:: TESTO FORNITO ::
Chiodo di pelle nera, stivaletti e pantaloncini di jeans sfrangiati. Era decisamente un bel vedere Sanna Marin, la premier finlandese, in versione festival di Ruisrock, di Turku. Uno scatto che ha fatto il giro del mondo, dopo che la stessa politica lo ha postato sui suoi social. Per spiegare il fascismo di quella foto, i media si sono inventati le categorie più improbabili («carattere», «libertà», etc), pur di non ammettere, molto semplicemente, che l’immagine risulta magnetica semplicemente perché Sanna Marin è bellissima. Un dato autoevidente, una verità incardinata in un corpo, eppure ormai divenuta un tabù per la sensibilità dominante, che l’avverte ma non può nominarla, quindi deve inventarsi complicate circonvoluzioni verbali per spiegare che, di quell’immagine, a colpire è la «determinazione» della premier finlandese, non la sua bellezza statuaria.
Questo articolo è stato pubblicato sul Primato Nazionale di agosto 2022
Il problema è che di questa sensibilità bigotta è figlia anche la stessa Marin, che è notoriamente impregnata di ideologia femminista, arcobaleno e green, quella stessa ideologia che criminalizza qualsiasi sguardo maschile desiderante che si posi su un corpo di donna. Eppure lei per prima non sembra affatto inconsapevole della forza del proprio corpo: fosse stata bassa, tarchiata, sgraziata, avrebbe lo stesso dato grande rilevanza a quel momento privato, peraltro con una foto studiata e che sembra avere ben poco di spontaneo?
Il caso Sanna Marin
Il corpo del sovrano è uno dei grandi temi della storia della politica (pensiamo solo a I due corpi del re, di Ernst H. Kantorowicz). La nostra epoca ha voluto ridurre la politica a fattore puramente procedurale, burocratico, liquidando ogni discorso sul carisma come retaggio fascistoide. Poiché i capi fascisti – tutti tranne Adolf Hilter, in verità – fecero largo uso del proprio corpo per trasmettere visivamente l’idea di una energia, di una dinamicità, di una freschezza che automaticamente doveva trasferirsi al corpo della comunità, la politica del dopoguerra ha prodotto per lo più «capi senza corpi». Chi ricorda il corpo di De Gasperi o di Berlinguer? Chi saprebbe ricondurre a una qualche dimensione corporea Moro o Fanfani? Di Aldo Moro, anzi, ci si ricorda la foto di lui in giacca e cravatta sulla spiaggia e spesso a lodare quel grottesco eccesso di zelo sono gli stessi che incensano Sanna Marin con il chiodo, senza accorgersi della contraddizione.

:: Voci tratte da una raccolta di etichettatura ::
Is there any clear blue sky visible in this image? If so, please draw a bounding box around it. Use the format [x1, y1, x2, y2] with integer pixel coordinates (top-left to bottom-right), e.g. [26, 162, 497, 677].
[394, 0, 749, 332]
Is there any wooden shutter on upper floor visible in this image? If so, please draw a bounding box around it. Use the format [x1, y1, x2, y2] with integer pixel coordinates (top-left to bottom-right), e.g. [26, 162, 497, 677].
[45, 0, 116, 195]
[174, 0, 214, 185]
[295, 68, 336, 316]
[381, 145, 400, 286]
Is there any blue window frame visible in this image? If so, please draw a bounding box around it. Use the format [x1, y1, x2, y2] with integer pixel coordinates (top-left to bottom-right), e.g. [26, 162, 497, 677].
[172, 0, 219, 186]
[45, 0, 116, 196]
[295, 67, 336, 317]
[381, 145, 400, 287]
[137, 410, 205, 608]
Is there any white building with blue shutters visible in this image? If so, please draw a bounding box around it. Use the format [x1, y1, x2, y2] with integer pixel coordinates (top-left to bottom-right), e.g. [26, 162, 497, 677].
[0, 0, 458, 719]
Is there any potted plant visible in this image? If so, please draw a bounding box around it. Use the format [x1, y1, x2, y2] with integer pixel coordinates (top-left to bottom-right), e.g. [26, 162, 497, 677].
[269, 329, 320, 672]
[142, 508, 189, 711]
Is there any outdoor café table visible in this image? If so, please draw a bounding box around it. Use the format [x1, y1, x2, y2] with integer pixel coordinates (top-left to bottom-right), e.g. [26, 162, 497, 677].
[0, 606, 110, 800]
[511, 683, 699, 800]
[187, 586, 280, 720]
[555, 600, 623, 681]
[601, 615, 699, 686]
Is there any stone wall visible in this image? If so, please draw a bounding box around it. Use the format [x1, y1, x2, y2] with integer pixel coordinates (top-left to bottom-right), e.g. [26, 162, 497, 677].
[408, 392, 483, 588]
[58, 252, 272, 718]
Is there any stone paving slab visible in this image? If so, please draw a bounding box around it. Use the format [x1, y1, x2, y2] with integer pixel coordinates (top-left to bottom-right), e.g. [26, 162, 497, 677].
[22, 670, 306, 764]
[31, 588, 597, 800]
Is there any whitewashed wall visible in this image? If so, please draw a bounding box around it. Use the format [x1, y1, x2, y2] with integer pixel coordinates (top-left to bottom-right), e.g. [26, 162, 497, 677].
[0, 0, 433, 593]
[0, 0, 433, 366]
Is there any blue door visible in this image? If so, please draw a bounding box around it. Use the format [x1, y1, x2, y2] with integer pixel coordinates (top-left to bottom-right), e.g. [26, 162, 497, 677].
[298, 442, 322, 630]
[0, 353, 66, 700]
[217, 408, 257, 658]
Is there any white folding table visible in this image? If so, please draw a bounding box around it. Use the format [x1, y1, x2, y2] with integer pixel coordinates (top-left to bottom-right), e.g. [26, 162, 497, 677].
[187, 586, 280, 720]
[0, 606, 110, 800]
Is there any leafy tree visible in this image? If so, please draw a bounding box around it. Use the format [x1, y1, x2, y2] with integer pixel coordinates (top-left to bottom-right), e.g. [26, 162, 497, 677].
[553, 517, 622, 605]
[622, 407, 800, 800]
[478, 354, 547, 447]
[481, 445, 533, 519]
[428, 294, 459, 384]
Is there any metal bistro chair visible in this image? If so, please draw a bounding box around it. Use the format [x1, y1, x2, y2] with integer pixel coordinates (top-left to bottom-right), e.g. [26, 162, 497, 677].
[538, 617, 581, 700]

:: OPERAZIONI RICHIESTE ::
1/ Modifica il testo su Sanna Marin nel tratto da "Questo articolo è" fino a "poco di spontaneo?", sostituendo "sensibilità bigotta" con "sensibilità conformista", e riporta il passo così modificato.
2/ Riporta senza alcuna modifica il tratto dei record che va dalla riga contenente "Is there any metal" fino alla fine dei record, estremi inclusi.

:: RISPOSTE ::
1/
Questo articolo è stato pubblicato sul Primato Nazionale di agosto 2022
Il problema è che di questa sensibilità conformista è figlia anche la stessa Marin, che è notoriamente impregnata di ideologia femminista, arcobaleno e green, quella stessa ideologia che criminalizza qualsiasi sguardo maschile desiderante che si posi su un corpo di donna. Eppure lei per prima non sembra affatto inconsapevole della forza del proprio corpo: fosse stata bassa, tarchiata, sgraziata, avrebbe lo stesso dato grande rilevanza a quel momento privato, peraltro con una foto studiata e che sembra avere ben poco di spontaneo?

2/
Is there any metal bistro chair visible in this image? If so, please draw a bounding box around it. Use the format [x1, y1, x2, y2] with integer pixel coordinates (top-left to bottom-right), e.g. [26, 162, 497, 677].
[538, 617, 581, 700]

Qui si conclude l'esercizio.